**SET PROBLEM**. Write out the data below line for line, changing nothing.

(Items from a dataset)
((

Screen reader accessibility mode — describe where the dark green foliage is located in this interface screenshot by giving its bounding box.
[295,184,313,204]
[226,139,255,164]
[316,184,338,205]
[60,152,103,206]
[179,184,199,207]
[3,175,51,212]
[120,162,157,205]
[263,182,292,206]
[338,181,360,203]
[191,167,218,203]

))

**FINAL RESULT**.
Screen reader accessibility mode — describe where the dark green foliage is located in this interface screenshot by giving its bounding box.
[295,184,313,204]
[226,139,255,164]
[316,184,338,205]
[60,152,103,206]
[179,184,199,207]
[3,175,51,212]
[120,162,157,205]
[263,182,292,206]
[338,181,360,203]
[191,167,218,203]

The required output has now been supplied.